1
votes

I'm working in Google Cloud Datalab and I want to export a Pandas dataframe as a new BigQuery table. I'm trying to follow the online help notebooks that come with Cloud Datalab, though I can see are no examples of exporting to BigQuery, only to Google Cloud Storage.

Anyway, I can work out how to create the table in BigQuery with the correct schema, but I can't work out how to get the actual data into the table!

This is what I've got now:

dataset = bq.DataSet('calculations')
dataset.create(friendly_name='blah', 
               description='blah blah')
print 'Dataset exists', dataset.exists()

# Create the schema for the table we're about to create.
schema = bq.Schema.from_dataframe(measures[0]['data'])
print schema
print len(measures[0]['data'])

# Create a table for our results.
temptable = bq.Table('calculations.test').create(schema=schema, 
                                                 overwrite=True)

# How to export the actual data to the table?

So this outputs:

True
[{'type': 'STRING', 'name': u'id'}, {'type': 'STRING', 'name': ...
8173

showing that my dataframe has 8173 rows.

If I go to BigQuery, I see that the table has been created with the correct schema, but it has no data in it.

How do I actually export the data there?

If it's impossible then I could export to Cloud Storage instead, though I've tried that and am having the same problem. I would prefer to export to BigQuery.

1

1 Answers

2
votes

You need to call:

temptable.insert_data(df)

where df is your Pandas dataframe.

### REQUEST 1:
In the BigQuery export thread, how many rows does the asker's dataframe contain?
### REQUEST 2:
Repeat the part of the BigQuery export thread that opens with the words containing "How do I actually" and closes with "export to BigQuery.".
### REQUEST 3:
According to the BigQuery export thread, why did the online help notebooks in Cloud Datalab not show the asker how to export the dataframe to BigQuery?
Answer from the BigQuery export thread alone.

### ENTRIES PROVIDED:

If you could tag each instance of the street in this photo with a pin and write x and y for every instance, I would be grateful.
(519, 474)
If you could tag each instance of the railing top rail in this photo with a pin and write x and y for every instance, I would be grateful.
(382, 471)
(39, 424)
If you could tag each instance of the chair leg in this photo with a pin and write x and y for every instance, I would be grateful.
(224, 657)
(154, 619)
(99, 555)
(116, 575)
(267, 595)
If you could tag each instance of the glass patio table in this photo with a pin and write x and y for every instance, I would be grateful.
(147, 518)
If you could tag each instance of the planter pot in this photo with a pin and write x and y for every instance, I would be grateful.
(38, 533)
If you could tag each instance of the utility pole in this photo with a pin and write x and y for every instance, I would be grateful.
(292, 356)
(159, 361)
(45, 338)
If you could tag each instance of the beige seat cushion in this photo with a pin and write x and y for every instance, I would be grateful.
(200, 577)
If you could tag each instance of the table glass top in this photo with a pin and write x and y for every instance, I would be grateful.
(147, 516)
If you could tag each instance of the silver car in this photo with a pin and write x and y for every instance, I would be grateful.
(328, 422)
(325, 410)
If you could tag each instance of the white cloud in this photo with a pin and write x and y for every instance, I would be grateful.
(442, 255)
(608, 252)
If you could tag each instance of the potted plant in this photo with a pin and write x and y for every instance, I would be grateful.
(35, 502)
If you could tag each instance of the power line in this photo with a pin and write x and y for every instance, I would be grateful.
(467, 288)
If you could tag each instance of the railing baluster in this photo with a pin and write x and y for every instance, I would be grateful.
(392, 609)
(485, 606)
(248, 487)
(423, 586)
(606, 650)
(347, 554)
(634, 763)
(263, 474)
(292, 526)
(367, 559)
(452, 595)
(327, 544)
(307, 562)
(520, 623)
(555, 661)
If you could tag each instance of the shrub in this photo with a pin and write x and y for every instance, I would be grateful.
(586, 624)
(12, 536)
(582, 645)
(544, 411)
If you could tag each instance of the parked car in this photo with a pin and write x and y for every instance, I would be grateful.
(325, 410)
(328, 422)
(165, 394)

* * *

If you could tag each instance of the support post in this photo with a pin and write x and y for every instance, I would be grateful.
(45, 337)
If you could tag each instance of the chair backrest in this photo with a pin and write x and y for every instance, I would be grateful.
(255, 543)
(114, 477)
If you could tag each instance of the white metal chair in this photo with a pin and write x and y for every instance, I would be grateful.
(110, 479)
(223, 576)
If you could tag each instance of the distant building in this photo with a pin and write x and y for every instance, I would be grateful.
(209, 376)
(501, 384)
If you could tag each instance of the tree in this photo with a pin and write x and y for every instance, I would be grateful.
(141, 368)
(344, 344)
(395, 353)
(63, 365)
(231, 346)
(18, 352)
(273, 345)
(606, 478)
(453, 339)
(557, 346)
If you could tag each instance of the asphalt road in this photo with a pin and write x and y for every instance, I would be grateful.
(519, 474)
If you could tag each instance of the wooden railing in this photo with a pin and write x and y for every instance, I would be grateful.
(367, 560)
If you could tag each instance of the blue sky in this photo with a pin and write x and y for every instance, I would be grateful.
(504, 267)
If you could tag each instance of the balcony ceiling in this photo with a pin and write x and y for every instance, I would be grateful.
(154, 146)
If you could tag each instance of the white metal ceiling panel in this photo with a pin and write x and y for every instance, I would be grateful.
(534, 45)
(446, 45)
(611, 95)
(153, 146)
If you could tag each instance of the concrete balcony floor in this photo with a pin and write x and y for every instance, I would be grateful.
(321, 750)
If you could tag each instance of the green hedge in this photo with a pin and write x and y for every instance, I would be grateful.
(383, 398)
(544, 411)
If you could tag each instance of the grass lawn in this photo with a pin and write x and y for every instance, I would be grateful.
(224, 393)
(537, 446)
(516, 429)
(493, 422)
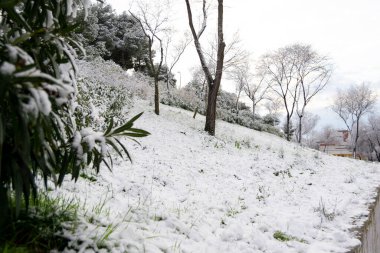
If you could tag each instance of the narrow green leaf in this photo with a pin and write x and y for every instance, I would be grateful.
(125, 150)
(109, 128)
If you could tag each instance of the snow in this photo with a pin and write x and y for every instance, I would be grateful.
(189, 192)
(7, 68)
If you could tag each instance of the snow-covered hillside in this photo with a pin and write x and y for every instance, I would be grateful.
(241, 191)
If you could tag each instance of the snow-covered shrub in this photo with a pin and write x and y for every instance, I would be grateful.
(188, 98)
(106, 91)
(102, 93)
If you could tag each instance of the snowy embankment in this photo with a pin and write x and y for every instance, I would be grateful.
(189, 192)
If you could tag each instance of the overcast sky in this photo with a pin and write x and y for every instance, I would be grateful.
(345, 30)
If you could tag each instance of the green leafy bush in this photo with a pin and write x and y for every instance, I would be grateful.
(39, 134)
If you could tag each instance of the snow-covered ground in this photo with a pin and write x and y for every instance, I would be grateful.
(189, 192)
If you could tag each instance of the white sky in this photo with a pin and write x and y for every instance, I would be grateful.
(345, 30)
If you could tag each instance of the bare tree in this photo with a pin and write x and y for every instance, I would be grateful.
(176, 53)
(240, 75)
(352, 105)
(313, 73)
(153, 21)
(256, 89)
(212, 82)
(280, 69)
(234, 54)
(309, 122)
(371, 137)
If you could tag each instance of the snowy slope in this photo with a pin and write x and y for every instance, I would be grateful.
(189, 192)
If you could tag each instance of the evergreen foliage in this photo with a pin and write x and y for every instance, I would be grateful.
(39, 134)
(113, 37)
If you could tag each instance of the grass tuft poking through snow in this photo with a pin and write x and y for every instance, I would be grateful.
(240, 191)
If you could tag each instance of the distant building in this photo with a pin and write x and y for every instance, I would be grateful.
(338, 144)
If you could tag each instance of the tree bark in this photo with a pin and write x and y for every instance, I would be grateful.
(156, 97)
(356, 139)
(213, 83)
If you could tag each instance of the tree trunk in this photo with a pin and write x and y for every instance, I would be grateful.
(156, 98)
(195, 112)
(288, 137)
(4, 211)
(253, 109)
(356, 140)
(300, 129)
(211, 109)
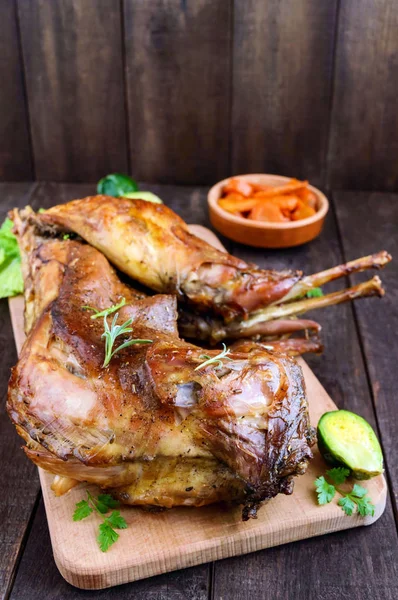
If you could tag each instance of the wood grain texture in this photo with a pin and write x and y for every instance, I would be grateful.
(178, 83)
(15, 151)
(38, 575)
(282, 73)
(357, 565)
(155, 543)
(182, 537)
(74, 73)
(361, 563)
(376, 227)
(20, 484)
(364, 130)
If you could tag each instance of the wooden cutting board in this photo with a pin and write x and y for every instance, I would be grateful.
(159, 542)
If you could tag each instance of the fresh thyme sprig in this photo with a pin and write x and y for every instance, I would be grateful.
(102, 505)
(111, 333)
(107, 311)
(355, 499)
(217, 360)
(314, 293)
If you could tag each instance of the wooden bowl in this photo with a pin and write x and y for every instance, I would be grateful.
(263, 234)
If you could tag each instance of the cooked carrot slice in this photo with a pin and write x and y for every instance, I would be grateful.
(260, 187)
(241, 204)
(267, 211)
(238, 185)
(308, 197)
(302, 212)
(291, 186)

### PROBLEM SOLUTION 1:
8173 rows.

### PROBLEM SOLUTION 2:
How do I actually export the data there?

If it's impossible then I could export to Cloud Storage instead, though I've tried that and am having the same problem. I would prefer to export to BigQuery.

### PROBLEM SOLUTION 3:
The notebooks have no examples of exporting to BigQuery. They only show exporting to Google Cloud Storage.